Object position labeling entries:
* * * * * * *
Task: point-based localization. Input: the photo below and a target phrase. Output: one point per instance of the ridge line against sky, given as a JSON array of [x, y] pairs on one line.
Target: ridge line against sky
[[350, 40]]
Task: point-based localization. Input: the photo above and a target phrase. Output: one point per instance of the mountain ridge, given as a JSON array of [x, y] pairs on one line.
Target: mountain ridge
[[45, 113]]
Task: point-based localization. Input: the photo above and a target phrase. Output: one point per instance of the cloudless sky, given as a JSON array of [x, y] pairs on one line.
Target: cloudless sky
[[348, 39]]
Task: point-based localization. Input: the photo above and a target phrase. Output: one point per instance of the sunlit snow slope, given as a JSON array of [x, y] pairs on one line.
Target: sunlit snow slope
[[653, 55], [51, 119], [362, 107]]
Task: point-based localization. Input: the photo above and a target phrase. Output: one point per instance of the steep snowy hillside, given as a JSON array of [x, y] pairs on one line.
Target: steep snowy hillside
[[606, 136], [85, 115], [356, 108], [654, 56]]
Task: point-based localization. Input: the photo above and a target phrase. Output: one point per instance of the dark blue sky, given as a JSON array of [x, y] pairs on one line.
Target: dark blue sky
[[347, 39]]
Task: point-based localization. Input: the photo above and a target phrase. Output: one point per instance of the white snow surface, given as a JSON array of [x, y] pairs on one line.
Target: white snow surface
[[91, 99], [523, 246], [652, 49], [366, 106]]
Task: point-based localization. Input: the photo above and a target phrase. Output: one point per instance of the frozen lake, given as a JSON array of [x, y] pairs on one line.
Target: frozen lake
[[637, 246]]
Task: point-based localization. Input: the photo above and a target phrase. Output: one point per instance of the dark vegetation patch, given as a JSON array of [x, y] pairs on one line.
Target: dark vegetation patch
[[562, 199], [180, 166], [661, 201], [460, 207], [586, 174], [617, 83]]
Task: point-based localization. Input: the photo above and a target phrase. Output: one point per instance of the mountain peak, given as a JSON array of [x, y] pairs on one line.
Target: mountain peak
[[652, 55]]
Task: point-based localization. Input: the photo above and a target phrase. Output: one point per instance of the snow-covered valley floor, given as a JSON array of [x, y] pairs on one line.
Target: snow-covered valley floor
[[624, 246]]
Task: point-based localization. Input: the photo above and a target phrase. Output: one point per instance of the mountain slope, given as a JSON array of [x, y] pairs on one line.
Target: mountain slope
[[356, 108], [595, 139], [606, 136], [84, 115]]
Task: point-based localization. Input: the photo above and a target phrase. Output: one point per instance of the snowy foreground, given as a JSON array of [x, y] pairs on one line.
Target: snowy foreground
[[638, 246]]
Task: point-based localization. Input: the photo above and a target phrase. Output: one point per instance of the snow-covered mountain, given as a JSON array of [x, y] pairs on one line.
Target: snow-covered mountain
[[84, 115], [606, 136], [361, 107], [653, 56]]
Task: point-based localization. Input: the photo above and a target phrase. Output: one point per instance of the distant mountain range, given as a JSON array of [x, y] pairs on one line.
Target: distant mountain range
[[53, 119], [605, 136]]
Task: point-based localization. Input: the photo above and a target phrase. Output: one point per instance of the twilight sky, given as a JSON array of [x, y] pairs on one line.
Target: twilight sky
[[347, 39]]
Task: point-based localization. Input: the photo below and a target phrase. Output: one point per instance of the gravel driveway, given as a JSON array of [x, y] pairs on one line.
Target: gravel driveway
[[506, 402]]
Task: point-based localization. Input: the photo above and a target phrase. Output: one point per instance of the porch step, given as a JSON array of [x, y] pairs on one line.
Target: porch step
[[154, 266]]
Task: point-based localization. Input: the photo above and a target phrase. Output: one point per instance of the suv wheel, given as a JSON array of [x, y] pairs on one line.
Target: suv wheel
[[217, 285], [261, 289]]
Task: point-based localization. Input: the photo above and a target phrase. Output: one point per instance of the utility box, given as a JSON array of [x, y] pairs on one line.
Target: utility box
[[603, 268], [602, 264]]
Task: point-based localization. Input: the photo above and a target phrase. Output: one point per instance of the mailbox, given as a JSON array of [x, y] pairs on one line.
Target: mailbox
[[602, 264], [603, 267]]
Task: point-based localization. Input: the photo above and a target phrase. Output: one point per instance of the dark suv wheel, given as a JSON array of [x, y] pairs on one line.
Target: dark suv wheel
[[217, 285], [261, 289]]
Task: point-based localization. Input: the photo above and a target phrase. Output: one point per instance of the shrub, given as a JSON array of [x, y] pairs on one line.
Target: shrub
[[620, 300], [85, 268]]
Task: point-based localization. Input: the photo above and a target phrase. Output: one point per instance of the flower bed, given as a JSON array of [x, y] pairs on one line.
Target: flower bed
* * * * * * *
Retype all of the data above in full, reproducing every line without any change.

Task: point-based localization. Input: the photo below and a target phrase. Output: one point per instance of the ridge line against sky, given as a JSON array of [x, y] pairs on one line.
Target: ridge line against sky
[[350, 40]]
Task: point-based localization. Input: the photo above and a target phrase. Output: one point per instance of the mountain ridge, given as a JSON array of [x, y] pairs on one line.
Target: mountain ridge
[[45, 113]]
Task: point-based localization. Input: the photo above and a target phrase. Output: one point per instance of the cloudless sky, given as a JSON array of [x, y] pairs on one line.
Target: cloudless sky
[[348, 39]]
Task: point-based localization. Input: the photo above and a target phrase. Output: one point per instance of the sunlit snow slope, given as a JSON array of [x, y] pairs on one line.
Target: sunlit snow slope
[[653, 55], [51, 119], [362, 107]]
Task: point-based localization. Input: the photo above and a target phrase. Output: one point per instance of the steep snowy hillside, given as a JSON array of [x, y] pairs on one line.
Target: steep snowy hillside
[[606, 136], [85, 115], [356, 108], [654, 56]]
Task: point-based localization. Input: the photo above and a target phrase. Output: one point per instance of the dark blue sky, given as a JSON array of [x, y] pairs on one line.
Target: dark blue sky
[[347, 39]]
Task: point-based localization. Input: the photo above and a target phrase. Output: one point per instance of the white snow surface, given as a JSON array of [x, y] pairs on one line.
Target: white snow surface
[[91, 99], [523, 246], [652, 49], [366, 106]]
Task: point-based localization. Input: the photo above and a target phrase. Output: one point per instance of the frozen lake, given as a JSON array of [x, y] pairs on one line.
Target: frozen lake
[[637, 246]]
Task: point-based localization. Input: the photo above and a target phrase. Output: one point per instance of the dark vegetation patch, given as a JSON array of [x, y] pairs on one line.
Target: dark vegetation patch
[[562, 199], [180, 166], [661, 201], [460, 207], [586, 174], [617, 83]]
Task: point-based localization. Input: the photo above and a target phrase. Output: one point per instance of the mountain peak, given as a JSON array of [x, y] pairs on one line.
Target: mountain peak
[[652, 55]]
Task: point-based localization. Input: the photo above and a target phrase. Output: one point per instance of the snow-covered valley floor, given as a JSON array of [x, y] pairs on one line.
Target: snow-covered valley floor
[[624, 246]]
Task: point-based localization. Input: the photo above and a target phrase. Output: one point per instance of the mountain slope, given as a JSON array of [x, y] pairs on one line.
Target: mountain slope
[[356, 108], [595, 139], [606, 136], [84, 115]]
Task: point-based localization. Input: the photo above and a target phrase. Output: one point per instance of the snowy foreground, given as a JSON array of [x, y] pairs on one line.
Target: snowy foreground
[[638, 246]]
Task: point-based localization. Input: the photo above and a target phrase. Output: one point per instance of the snow-covered mountain, given as a JSON array of [x, y] pairs on one line.
Target: snow-covered mountain
[[84, 115], [606, 136], [361, 107], [653, 56]]
Task: point-based localization. Input: the photo above and a target phrase. Output: one point per instance of the distant mountain range, given as a JSON array of [x, y] pairs on one line.
Target: distant mountain range
[[53, 119], [605, 136]]
Task: point-based localization. Input: the photo above and a target phrase. Output: one point per instance of the twilight sky, given as a JSON array of [x, y] pairs on one line.
Target: twilight sky
[[347, 39]]
Task: point-based localization. Input: the photo below and a target phrase. Output: one point per instance of the gravel driveway, given as a JSON array of [x, y] pairs on one line.
Target: gravel driveway
[[506, 402]]
Task: point-based localization. Input: the photo above and a target phrase. Output: one point per instance of the porch step, given as a JSON array of [x, y] pairs on one line.
Target: porch step
[[154, 266]]
Task: point-based localization. Input: the photo above and a target phrase. Output: one point per instance of the suv wheel, given as a JSON array of [x, y] pairs on one line.
Target: suv wheel
[[217, 285], [261, 289]]
Task: point-based localization. Input: the photo above and a target phrase. Output: one point per instance of the utility box, given as a JSON array of [x, y] pairs on one line.
Target: utility box
[[603, 268], [602, 264]]
Task: point-based localization. Input: the photo above and a target phrase. Output: one point per instance of the mailbox, given as a JSON array of [x, y] pairs on one line.
Target: mailbox
[[602, 264], [603, 267]]
Task: point-based localization. Input: the photo above and a target phrase. Output: one point per instance of the dark suv wheel, given as a JSON array of [x, y] pairs on one line.
Target: dark suv wheel
[[217, 285], [261, 289]]
Task: point-based localization. Input: the photo above and a target phrase. Output: one point per instance of the shrub, given as a JSON array of [x, y] pairs on one line.
Target: shrub
[[620, 300], [85, 268]]
Task: point-based localization. Input: the photo above and a target phrase. Output: one point per instance of the flower bed, given as a JSON array of [x, y] pairs on one line.
Target: flower bed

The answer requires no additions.